From the entries below, return every line that includes the word "autumn".

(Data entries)
--- START ---

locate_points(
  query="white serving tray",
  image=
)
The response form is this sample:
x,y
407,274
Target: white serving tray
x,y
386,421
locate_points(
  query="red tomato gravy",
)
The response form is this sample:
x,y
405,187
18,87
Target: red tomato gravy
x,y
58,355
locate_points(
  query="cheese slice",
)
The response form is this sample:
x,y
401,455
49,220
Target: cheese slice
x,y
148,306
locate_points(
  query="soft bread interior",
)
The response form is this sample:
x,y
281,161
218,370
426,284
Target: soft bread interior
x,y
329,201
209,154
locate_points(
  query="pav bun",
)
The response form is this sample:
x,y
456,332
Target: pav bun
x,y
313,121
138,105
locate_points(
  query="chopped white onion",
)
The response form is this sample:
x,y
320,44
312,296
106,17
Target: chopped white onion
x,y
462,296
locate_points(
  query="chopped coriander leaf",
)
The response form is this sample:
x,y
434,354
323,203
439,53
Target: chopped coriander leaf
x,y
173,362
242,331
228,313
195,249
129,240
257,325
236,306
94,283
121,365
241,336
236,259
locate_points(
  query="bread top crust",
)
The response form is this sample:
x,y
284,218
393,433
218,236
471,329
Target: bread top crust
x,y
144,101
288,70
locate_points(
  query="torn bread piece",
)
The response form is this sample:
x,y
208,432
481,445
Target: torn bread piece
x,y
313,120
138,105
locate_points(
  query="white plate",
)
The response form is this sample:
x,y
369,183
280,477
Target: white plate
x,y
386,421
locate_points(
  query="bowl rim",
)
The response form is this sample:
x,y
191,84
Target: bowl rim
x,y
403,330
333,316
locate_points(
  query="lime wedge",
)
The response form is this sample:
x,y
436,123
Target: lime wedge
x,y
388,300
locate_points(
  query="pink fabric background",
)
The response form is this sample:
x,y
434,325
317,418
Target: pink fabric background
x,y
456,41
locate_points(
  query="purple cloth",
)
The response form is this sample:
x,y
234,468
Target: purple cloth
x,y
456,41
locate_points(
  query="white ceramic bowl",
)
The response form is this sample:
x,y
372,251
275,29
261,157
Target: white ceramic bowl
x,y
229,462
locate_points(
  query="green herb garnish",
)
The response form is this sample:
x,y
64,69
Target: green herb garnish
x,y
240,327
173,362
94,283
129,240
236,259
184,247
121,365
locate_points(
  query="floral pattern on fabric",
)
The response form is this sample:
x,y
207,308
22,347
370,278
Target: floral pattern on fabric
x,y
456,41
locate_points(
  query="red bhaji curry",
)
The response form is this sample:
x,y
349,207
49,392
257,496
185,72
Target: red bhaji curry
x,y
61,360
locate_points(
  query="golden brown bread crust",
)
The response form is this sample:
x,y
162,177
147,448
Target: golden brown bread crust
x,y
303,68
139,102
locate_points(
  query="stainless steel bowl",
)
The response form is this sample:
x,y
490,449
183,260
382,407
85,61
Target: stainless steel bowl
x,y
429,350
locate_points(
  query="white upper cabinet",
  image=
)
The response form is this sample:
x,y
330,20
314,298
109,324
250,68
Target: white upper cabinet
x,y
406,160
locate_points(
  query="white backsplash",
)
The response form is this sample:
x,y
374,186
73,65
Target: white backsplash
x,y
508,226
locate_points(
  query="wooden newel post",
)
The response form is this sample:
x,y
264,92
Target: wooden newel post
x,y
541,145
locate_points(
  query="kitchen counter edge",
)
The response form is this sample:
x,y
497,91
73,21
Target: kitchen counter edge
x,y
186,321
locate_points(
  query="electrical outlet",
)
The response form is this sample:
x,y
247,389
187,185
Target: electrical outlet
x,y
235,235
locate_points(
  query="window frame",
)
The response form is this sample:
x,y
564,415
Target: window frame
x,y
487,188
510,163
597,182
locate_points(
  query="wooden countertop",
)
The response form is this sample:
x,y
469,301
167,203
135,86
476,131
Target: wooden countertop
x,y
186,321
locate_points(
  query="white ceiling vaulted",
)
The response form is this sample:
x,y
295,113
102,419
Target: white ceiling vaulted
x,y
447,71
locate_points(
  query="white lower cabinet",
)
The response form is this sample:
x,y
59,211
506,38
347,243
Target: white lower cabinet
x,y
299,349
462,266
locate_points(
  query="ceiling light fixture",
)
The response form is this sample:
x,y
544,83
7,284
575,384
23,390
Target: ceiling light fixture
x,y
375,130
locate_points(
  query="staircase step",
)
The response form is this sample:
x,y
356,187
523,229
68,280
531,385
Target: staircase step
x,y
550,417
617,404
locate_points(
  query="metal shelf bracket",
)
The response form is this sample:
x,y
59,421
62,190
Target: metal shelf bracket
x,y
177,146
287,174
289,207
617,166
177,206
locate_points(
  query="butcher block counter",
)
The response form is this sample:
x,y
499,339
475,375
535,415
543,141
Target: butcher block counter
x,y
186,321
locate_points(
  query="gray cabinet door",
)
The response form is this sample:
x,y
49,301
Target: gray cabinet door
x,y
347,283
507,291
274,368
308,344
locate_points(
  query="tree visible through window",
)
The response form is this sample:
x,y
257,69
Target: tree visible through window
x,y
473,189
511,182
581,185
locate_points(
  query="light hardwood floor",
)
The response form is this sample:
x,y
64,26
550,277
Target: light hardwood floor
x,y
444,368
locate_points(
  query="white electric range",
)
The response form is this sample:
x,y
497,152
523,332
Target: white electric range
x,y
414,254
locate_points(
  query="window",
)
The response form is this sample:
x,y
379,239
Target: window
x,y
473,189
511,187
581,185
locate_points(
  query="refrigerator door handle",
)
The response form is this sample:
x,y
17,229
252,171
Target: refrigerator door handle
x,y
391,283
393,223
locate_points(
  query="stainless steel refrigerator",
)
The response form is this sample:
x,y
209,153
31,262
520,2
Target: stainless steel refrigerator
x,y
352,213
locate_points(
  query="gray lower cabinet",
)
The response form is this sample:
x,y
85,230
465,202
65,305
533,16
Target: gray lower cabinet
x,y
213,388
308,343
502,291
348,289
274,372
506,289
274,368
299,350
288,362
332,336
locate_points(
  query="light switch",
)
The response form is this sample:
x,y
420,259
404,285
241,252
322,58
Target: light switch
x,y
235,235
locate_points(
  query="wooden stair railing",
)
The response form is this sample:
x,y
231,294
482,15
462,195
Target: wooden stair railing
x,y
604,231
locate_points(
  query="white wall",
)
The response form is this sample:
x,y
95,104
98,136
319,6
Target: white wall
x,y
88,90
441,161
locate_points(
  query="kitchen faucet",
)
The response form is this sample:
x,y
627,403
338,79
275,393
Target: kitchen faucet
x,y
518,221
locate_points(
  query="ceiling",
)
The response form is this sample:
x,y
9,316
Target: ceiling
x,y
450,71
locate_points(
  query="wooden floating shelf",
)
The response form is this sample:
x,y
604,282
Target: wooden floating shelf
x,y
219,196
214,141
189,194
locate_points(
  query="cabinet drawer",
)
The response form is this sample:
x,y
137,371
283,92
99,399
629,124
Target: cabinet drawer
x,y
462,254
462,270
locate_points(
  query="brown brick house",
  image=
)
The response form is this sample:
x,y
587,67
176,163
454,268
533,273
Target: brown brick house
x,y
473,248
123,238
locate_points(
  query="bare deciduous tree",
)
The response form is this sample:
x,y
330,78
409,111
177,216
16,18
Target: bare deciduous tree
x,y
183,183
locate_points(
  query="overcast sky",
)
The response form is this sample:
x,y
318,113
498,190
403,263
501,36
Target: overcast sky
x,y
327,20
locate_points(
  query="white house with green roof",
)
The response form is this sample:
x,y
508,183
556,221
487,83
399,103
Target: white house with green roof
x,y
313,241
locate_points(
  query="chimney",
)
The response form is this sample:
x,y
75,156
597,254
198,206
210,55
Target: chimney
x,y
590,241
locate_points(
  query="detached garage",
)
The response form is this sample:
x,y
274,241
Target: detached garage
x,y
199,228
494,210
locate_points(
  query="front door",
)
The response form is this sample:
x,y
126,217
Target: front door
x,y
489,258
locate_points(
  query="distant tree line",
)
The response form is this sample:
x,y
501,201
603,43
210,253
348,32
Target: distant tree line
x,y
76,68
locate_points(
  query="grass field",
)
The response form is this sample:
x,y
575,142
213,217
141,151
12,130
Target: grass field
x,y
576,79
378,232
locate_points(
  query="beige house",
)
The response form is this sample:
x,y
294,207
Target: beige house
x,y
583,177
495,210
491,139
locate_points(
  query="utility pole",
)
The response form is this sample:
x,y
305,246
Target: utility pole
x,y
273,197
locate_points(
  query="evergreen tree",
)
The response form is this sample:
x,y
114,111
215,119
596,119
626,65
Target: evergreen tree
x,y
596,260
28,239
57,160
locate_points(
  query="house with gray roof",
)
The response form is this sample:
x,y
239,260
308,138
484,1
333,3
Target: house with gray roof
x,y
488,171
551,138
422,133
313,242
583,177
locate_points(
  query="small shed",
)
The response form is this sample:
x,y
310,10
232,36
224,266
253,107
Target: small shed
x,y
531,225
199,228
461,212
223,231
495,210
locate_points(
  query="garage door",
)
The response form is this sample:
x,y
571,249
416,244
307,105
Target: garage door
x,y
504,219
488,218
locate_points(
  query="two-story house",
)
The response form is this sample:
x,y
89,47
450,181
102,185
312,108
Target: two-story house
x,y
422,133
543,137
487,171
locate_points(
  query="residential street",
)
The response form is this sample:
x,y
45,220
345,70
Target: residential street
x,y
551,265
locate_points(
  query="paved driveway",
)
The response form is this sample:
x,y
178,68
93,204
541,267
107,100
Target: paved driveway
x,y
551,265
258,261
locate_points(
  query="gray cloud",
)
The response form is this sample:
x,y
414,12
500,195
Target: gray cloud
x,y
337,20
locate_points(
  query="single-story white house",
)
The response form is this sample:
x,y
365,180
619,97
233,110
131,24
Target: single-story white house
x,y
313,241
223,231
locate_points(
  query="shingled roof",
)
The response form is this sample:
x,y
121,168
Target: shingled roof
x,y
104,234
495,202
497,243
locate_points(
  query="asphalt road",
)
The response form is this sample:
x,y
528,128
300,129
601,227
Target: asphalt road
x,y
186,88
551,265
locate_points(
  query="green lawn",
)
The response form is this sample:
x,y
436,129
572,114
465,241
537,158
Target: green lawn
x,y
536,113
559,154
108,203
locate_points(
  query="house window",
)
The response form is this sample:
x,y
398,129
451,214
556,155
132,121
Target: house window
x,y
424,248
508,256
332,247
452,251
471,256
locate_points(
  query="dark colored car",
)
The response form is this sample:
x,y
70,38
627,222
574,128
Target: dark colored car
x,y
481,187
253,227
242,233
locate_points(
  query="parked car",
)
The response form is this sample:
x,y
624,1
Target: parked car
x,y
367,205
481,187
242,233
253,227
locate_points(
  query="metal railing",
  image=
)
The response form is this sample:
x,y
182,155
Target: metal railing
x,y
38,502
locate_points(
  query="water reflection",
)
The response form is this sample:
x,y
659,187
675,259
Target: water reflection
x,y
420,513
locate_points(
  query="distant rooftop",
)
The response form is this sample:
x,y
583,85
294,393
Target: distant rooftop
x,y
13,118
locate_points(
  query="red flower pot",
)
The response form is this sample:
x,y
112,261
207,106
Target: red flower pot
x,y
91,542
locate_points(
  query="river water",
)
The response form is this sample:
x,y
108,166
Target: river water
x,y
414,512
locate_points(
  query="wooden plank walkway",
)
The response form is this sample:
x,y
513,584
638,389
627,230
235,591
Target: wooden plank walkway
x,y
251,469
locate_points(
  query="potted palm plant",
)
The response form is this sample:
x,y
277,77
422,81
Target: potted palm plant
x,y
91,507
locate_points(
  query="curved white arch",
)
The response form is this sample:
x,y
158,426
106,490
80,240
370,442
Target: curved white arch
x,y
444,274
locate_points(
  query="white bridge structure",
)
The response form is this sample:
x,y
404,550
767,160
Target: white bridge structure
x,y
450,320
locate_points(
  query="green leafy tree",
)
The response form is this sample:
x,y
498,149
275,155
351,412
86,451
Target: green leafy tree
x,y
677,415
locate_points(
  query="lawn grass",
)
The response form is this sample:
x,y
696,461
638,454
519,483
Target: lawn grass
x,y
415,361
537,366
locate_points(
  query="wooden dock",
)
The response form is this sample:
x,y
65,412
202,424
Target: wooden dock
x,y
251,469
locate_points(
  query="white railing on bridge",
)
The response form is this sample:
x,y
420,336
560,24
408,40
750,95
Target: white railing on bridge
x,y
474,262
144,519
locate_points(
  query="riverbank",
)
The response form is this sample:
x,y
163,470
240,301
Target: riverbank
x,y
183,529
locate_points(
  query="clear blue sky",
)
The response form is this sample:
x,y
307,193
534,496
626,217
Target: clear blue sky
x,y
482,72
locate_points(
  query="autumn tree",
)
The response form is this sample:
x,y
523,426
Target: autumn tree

--- END ---

SOLUTION:
  query="autumn tree",
Target: autumn tree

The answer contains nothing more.